+++ Given records

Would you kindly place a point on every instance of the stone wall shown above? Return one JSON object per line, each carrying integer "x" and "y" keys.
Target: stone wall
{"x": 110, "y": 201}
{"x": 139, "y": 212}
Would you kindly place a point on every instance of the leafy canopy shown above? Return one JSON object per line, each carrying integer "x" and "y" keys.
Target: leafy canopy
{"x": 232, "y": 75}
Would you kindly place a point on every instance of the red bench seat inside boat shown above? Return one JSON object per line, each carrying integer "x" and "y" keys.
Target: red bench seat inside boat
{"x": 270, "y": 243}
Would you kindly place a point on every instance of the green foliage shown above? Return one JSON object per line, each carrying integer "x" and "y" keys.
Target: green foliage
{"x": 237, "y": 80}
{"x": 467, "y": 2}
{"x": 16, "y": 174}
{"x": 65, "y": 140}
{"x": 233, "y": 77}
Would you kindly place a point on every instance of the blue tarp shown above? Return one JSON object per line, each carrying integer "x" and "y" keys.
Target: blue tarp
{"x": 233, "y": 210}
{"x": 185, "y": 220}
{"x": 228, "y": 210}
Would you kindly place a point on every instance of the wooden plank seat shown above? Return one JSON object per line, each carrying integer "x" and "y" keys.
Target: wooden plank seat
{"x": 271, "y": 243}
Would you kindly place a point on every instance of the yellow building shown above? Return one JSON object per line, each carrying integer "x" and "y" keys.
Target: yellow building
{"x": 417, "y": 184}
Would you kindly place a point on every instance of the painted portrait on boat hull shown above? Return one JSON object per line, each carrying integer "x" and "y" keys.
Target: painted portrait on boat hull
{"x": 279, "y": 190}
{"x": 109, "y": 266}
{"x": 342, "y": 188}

++++++

Repeat all the records. Match each line exactly.

Result of this task –
Would you kindly place a point on every instance of the stone wall shown above? Return one JSON object per line, each carrying integer "x" and "y" keys.
Target: stone wall
{"x": 110, "y": 201}
{"x": 139, "y": 212}
Would you kindly place a point on every instance of the leafy canopy shown above? Return one JSON object per line, each carrying integer "x" and "y" keys.
Target: leafy canopy
{"x": 232, "y": 75}
Would you kindly place a point on every instance of the red bench seat inside boat shown above? Return one JSON object per line, each carrying integer "x" and "y" keys.
Target: red bench seat inside boat
{"x": 270, "y": 243}
Would you kindly place a point on every instance of the green foliage shown above? Return one JSON object per line, each carrying integer "x" and "y" keys.
Target: green foliage
{"x": 237, "y": 80}
{"x": 467, "y": 2}
{"x": 16, "y": 174}
{"x": 65, "y": 140}
{"x": 233, "y": 77}
Would you kindly place a point on every instance of the blue tarp shown above? Return one JSON object per line, each carrying integer "x" and "y" keys.
Target: blue tarp
{"x": 233, "y": 210}
{"x": 185, "y": 220}
{"x": 228, "y": 210}
Would you kindly place a point on every instance of the wooden plank seat shown above? Return one JSON object per line, each carrying integer "x" and "y" keys.
Target: wooden plank seat
{"x": 271, "y": 243}
Would you kindly place a point on every instance of the yellow building shown above? Return one JSON object per line, each carrying integer "x" and "y" keys.
Target: yellow building
{"x": 417, "y": 184}
Would you kindly place a point on every instance of the painted portrait on boat hull shown above? Return one JSON object per line, each carrying integer "x" and "y" keys.
Target: painted portrait on boat hull
{"x": 279, "y": 190}
{"x": 109, "y": 266}
{"x": 342, "y": 188}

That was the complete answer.